◆ REQUIRED WORK: Each line from the one containing "Where can you find the door" to the end of the entries below must be restated exactly, and no other line should appear.

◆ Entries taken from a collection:
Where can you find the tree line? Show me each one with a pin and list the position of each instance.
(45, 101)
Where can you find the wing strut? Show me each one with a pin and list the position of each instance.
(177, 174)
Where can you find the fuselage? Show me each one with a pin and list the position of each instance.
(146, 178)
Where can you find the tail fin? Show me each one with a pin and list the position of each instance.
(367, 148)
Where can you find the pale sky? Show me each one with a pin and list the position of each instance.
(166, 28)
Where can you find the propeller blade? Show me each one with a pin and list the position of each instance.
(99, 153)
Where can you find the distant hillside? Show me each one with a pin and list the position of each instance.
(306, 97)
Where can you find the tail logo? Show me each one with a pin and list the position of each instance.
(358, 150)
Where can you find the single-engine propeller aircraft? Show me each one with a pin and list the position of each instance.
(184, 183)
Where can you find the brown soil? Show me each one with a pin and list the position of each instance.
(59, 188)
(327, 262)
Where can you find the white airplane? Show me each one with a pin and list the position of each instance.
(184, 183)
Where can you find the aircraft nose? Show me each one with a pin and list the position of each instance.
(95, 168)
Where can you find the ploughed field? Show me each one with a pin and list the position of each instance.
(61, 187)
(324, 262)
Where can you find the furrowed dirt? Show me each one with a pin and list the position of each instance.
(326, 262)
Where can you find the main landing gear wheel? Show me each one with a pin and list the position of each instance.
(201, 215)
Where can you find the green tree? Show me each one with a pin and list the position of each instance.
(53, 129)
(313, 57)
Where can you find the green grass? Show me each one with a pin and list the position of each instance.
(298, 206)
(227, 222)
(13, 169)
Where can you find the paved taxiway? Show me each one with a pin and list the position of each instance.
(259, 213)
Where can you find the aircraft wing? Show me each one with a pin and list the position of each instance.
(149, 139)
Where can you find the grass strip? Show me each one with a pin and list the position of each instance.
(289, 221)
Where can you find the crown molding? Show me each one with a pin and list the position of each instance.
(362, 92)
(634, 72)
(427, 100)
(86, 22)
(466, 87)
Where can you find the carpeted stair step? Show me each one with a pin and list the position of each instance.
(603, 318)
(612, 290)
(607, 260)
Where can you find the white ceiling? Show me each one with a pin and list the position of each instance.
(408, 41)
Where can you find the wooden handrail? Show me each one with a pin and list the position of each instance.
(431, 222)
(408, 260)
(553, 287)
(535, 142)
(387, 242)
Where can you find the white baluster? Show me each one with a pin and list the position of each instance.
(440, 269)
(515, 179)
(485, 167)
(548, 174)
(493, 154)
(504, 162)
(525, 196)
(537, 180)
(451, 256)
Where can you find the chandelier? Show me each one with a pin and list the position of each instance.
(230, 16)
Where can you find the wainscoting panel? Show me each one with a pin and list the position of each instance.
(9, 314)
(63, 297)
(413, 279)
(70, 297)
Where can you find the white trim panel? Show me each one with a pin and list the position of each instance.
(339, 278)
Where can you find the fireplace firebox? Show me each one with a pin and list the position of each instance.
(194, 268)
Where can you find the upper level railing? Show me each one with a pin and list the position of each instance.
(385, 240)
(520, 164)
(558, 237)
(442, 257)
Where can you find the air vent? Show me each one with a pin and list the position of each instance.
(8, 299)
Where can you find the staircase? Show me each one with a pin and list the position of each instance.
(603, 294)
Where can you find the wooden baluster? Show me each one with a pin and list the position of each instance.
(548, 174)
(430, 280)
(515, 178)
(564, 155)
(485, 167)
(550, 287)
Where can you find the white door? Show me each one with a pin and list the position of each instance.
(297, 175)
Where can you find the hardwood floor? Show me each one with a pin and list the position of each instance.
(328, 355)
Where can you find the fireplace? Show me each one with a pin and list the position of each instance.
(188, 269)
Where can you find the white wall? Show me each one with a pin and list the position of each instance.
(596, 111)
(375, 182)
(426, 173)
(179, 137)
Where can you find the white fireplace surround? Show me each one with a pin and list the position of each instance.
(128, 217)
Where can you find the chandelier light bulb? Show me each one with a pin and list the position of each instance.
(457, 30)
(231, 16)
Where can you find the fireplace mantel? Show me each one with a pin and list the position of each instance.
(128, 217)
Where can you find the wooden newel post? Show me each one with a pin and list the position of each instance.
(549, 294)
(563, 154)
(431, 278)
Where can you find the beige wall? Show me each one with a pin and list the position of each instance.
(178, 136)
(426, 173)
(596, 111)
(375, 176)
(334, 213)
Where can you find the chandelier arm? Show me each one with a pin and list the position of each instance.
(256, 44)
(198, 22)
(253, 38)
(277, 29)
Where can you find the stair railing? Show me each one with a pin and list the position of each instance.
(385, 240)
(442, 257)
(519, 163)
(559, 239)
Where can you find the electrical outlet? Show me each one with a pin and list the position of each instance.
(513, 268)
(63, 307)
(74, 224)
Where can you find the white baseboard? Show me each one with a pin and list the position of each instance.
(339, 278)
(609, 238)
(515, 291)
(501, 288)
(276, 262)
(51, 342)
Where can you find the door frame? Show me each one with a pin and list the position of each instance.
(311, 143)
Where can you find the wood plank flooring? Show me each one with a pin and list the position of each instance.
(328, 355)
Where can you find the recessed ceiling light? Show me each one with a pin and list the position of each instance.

◆ YOUR SOLUTION:
Where can you find the door frame? Show me each one with a pin and list the position of each instance.
(311, 143)
Where can you find the wood plank flooring? Show me each one with a pin and list the position of each instance.
(328, 355)
Where can you find the recessed ceiling light? Show me each one with a pin and list the position of each instance.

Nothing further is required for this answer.